Then Traxo Filter adds the data to the Traxo Connect dashboard,
part of the software provider's existing platform. Traxo Connect still can take
information from bookings that employees forward or from supplier direct connections.
Traxo Filter can either supplement or replace those data feeds. Via the dashboard,
travel managers can see real-time spend, as well as traveler whereabouts.
Fabris noted that non-technical people can handle the data, which can be viewed
in list or map form and filtered by traveler, date and location. The system
also monitors flight statuses. Travel managers can report on the information
they find in the dashboard, download it and share it with service providers
like re-shopping tools, risk management systems, expense reporting systems and
business intelligence tools.
"The other folks that we've seen trying to solve this
problem [without requiring action by the traveler, such as forwarding booking
confirmations] are doing analytics and reporting and leakage analysis based on
data that comes out of expense reports or the general ledger," Fabris said.
"And in both of those cases, it's 60 days old. It's after the fact; it's
already been purchased, traveled, spent. It's just kind of interesting
information, rather than actionable insights."
Traxo Filter works with Microsoft Exchange, Outlook 365 and
Gmail-based systems, which cover the critical mass of corporate email accounts.
If a client uses a different email system, Traxo will add it, he said.
Traxo is selling Traxo Filter to corporates for $1,000 plus $1 per
transaction or for $5,000 a month plus $0.50 per transaction. Fabris said,
though, that Traxo will focus on reselling relationships with travel management
companies.
What Else Is Coming to
Traxo Filter
What travel managers do with the data in real time is up to them.
Travel managers could re-shop bookings, try to convert them to corporate
negotiated rates or even reward travelers for bookings that save money, Fabris
suggested. "We take an agnostic view. We just say, 'The corporate travel
manager ought to know,' and we leave it at that."

Records supplied

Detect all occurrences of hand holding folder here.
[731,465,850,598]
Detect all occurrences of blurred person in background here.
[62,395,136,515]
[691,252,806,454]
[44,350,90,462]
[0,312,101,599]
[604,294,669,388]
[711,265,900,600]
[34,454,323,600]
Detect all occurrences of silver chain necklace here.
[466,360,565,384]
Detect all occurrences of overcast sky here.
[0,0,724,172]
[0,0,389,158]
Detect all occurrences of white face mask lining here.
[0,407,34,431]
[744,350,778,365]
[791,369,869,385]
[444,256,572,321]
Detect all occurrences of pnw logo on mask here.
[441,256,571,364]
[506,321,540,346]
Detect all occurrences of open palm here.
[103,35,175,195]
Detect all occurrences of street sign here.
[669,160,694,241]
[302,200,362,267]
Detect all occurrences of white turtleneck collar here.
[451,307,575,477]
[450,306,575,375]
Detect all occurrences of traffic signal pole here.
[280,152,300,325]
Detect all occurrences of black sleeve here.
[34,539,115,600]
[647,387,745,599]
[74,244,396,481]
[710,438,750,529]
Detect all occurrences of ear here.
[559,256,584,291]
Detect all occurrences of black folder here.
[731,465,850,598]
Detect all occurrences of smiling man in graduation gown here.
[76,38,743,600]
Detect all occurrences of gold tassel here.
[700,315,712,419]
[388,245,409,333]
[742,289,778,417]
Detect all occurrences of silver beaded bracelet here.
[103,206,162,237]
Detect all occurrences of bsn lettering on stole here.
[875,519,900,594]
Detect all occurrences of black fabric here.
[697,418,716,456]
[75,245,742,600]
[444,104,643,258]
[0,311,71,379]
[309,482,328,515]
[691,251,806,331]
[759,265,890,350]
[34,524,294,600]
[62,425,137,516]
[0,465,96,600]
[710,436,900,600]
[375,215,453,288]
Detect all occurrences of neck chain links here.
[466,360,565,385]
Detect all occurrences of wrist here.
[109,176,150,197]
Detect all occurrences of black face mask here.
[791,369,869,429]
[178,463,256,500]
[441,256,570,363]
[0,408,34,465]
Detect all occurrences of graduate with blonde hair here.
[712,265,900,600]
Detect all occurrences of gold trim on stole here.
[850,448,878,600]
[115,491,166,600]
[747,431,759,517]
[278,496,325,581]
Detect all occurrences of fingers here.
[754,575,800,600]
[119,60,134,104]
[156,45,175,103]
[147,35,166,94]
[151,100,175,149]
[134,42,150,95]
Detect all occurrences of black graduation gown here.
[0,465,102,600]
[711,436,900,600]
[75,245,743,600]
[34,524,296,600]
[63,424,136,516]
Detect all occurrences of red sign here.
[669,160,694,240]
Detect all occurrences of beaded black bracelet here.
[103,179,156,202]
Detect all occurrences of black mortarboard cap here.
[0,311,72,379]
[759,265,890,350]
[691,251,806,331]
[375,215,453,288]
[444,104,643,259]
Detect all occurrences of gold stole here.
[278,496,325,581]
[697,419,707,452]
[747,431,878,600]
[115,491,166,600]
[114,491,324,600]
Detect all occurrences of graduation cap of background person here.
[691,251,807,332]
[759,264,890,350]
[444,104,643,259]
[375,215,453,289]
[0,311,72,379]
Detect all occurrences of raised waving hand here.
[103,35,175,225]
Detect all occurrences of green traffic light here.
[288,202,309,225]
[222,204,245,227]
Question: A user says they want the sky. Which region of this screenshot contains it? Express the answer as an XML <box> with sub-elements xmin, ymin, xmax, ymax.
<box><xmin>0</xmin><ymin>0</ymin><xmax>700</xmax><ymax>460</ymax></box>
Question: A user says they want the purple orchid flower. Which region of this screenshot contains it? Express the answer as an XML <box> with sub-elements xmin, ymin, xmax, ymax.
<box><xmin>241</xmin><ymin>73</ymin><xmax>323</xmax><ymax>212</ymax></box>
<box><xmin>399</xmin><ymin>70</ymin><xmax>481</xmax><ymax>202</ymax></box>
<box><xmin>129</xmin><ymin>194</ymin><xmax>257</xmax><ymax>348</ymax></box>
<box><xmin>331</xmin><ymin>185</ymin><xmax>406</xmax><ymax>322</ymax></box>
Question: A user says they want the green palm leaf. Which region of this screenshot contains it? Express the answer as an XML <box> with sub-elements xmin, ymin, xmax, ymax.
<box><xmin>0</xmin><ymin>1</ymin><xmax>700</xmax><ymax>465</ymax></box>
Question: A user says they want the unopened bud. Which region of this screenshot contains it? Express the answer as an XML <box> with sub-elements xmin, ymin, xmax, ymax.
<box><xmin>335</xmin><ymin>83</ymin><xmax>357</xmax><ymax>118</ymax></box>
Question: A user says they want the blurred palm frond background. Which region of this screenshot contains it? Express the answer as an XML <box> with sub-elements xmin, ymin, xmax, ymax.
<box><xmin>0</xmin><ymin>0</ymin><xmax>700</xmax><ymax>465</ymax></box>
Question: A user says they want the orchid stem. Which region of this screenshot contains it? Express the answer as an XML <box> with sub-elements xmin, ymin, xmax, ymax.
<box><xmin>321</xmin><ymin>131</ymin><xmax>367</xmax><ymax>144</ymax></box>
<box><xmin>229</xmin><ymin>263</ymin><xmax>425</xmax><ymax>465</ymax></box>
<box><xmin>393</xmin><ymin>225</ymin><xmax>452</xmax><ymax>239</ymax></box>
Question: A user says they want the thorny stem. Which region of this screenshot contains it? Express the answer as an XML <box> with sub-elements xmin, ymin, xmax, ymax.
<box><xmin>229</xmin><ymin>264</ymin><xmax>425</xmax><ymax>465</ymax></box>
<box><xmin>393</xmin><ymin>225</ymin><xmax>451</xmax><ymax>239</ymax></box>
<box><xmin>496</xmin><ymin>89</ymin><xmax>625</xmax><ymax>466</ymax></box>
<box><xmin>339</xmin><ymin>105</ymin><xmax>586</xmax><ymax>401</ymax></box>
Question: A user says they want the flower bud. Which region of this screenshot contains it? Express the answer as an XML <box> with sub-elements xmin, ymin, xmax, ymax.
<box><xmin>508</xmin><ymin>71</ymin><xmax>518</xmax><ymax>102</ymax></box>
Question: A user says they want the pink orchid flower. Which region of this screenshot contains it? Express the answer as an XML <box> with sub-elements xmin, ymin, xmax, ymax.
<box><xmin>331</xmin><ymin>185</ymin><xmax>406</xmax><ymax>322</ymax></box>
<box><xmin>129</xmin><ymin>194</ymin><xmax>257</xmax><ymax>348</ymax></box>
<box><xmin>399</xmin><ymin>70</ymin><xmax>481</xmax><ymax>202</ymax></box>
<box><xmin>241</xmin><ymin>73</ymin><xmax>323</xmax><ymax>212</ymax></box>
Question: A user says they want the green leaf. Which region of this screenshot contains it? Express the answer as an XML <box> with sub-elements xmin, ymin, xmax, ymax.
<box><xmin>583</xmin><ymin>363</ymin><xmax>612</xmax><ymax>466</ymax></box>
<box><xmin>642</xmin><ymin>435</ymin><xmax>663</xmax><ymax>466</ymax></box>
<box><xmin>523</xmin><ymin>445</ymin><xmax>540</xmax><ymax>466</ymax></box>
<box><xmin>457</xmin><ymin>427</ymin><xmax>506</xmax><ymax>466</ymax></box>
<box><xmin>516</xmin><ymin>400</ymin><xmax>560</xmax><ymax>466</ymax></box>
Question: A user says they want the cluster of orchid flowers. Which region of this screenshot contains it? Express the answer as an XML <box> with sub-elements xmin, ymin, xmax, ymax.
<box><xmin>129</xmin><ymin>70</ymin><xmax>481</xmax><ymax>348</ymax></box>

Exercise instructions
a) Could you retype the Traxo Filter article from "Fabris noted that" to "business intelligence tools."?
b) What comes next in the Traxo Filter article? Continue it after its final sentence.
The listing comes from a different source than the Traxo Filter article.

Outputs in order
a)
Fabris noted that non-technical people can handle the data, which can be viewed
in list or map form and filtered by traveler, date and location. The system
also monitors flight statuses. Travel managers can report on the information
they find in the dashboard, download it and share it with service providers
like re-shopping tools, risk management systems, expense reporting systems and
business intelligence tools.

b)
Traxo does plan, however, to add tools to make it easier for
travel managers to move data to suppliers. The company has 20 partnerships in
place with duty of care providers like Anvil and iJet, expense providers like
Chrome River and Coupa and business intelligence tools like DVI. "We're
going to continue to build that out," he said, alluding to a marketplace
of suppliers that could access Traxo's data at the behest of common clients, encompassing
such additional categories as value-added-tax reclamation providers.
Traxo Filter's road map also includes benchmarking that will
help travel managers see at a glance whether an off-channel booking performed
well against the corporation's negotiated rates. Those shaded in red, for
example, might be X percent over the benchmark for that destination on that
date. Travel managers could use that information, for example, to discuss the
anomaly with the traveler, to try to apply a corporate negotiated rate or to re-shop
the booking. Thus, re-shopping tools also are among the third-party partnership
integrations Traxo is establishing.
"We'll specialize in all of the data and then leave all
these additional little services to the folks that provide those services
today," Fabris said. "We'll provide some light-visualization tools,
but if they want to take it to the nth degree and render this within a Domo or
a Tableau, we'll have these little connectors that push the data out to those
various companies."
Traxo Expansion Plans
Fabris told BTN Traxo's technology works across
38 languages, though sales and marketing have centered on North America. The
company will make a Europe push in 2018 and an Asia/Pacific push in 2019, and it has started to put people on the ground in those markets.